Medimagazin logo

TTB yeni grevlerin sinyalini verdi

TTB, iş bırakma eylemine katılan hekimleri tespit etmeye yönelik görevlendirilen müfettişlerin geri çekilmesini isteyerek, aksi takdirde yeni bir grev sürecinin başlayabileceği sinyalini verdi
Kaynak: MEDİMAGAZİN - Helin AYGÜN
TTB yeni grevlerin sinyalini verdi
Abone Ol:
Medimagazin google abone ol

ANKARA-Türk Tabipleri Birliği (TTB), Sağlık Bakanlığının 19-20 Nisan’da yapılan iş bırakma eylemine katılan hekimleri tespit etmeye yönelik görevlendirdiği müfettişlerin geri çekilmemesi ve 13 Mart’ta yapılan mitinge katılan başhekimin göreve iade edilmemesi durumunda, “hekime şiddet” başlığı altında bir etkinlik ve grev sürecini gündemine alacak.

 

 

TTB Merkez Konseyi Başkanı Dr. Eriş Bilaloğlu, TTB Merkez Konsey üyeleri ve TTB Hukuk Bürosundan Av. Mustafa Güler ile birlikte TTB Genel Merkezinde basın toplantısı düzenledi.

 

 

Bilaloğlu, hekimlerin 13 Mart mitingi ve 19-20 Nisan iş bırakma eylemlerini “iş olsun” diye yapmadıklarını belirterek, “Somut taleplerimiz vardı, bir adım atılmadığı için halen var. Hekimler, sağlıkçılar arasında çok yaygın bir huzursuzluk, memnuniyetsizlik var. Bunun gerekçeleri ne muayenehaneler ne performans, ne öğretim üyesi sorunları ile sınırlı. Gerekçeler kurum hekiminden iş yeri hekimine, TSM hekiminden mecburi hizmetteki hekime, şef/şef yardımcısından uzmanına, asistanına, öğretim üyesinden yan dal asistanına bütün sağlık çalışanlarını kapsıyor. Gerekçeler hepimizi etkileyen çizgide, hürmetsiz tarzda ve sağlık politikalarında yatıyor. Bu etkinlikleri talepler anlaşılsın, karşılansın diye yapıyoruz. Ancak henüz alabildiğimiz yanıt, Sağlık Bakanlığı müfettişlerinin sahaya inmesi” dedi.

Alıştırmalar:
[1] Haber metnine göre şu soruları yanıtlayın:
(a) Sağlık Bakanlığının görevlendirdiği müfettişler hangi tarihlerde yapılan iş bırakma eylemine katılan hekimleri tespit etmeye yönelik?
(b) Dr. Eriş Bilaloğlu basın toplantısını nerede düzenledi?
(c) Bilaloğlu'na göre şimdiye kadar alınabilen yanıt ne oldu?
[2] Haber metninde "TTB, iş bırakma" ile başlayıp "sürecini gündemine alacak." ifadesine kadar süren bölümü alıntılayın.

Sağlanan veriler:
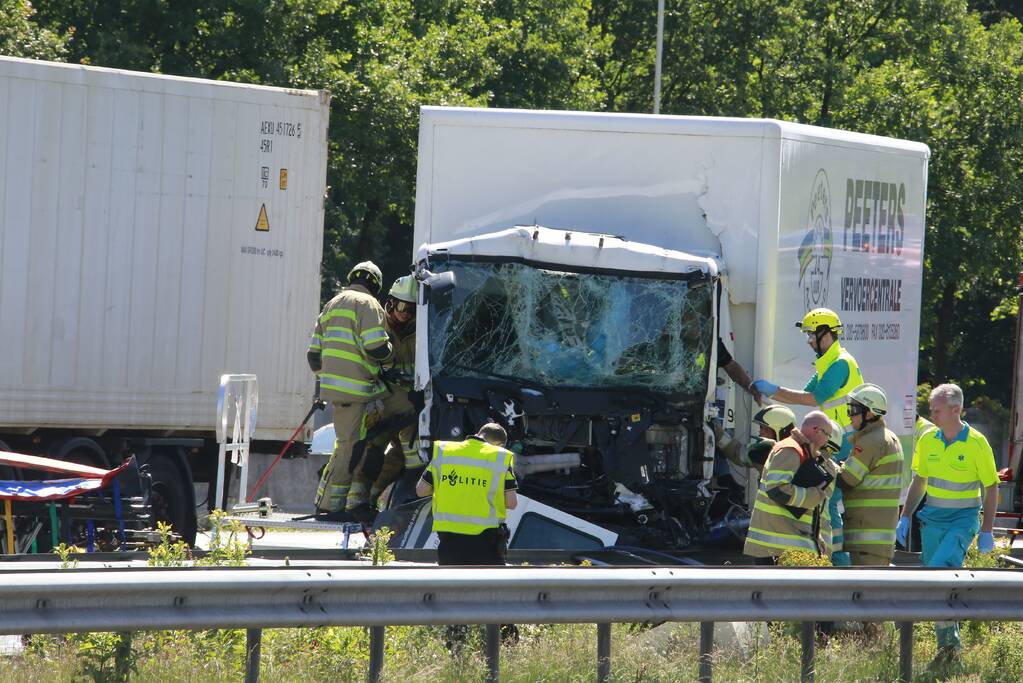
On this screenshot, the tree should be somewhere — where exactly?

Yanıt anahtarı:
[1]
(a) 19-20 Nisan'da yapılan iş bırakma eylemine.
(b) TTB Genel Merkezinde.
(c) Sağlık Bakanlığı müfettişlerinin sahaya inmesi.

[2]
TTB, iş bırakma eylemine katılan hekimleri tespit etmeye yönelik görevlendirilen müfettişlerin geri çekilmesini isteyerek, aksi takdirde yeni bir grev sürecinin başlayabileceği sinyalini verdi
Kaynak: MEDİMAGAZİN - Helin AYGÜN
TTB yeni grevlerin sinyalini verdi
Abone Ol:
Medimagazin google abone ol

ANKARA-Türk Tabipleri Birliği (TTB), Sağlık Bakanlığının 19-20 Nisan’da yapılan iş bırakma eylemine katılan hekimleri tespit etmeye yönelik görevlendirdiği müfettişlerin geri çekilmemesi ve 13 Mart’ta yapılan mitinge katılan başhekimin göreve iade edilmemesi durumunda, “hekime şiddet” başlığı altında bir etkinlik ve grev sürecini gündemine alacak.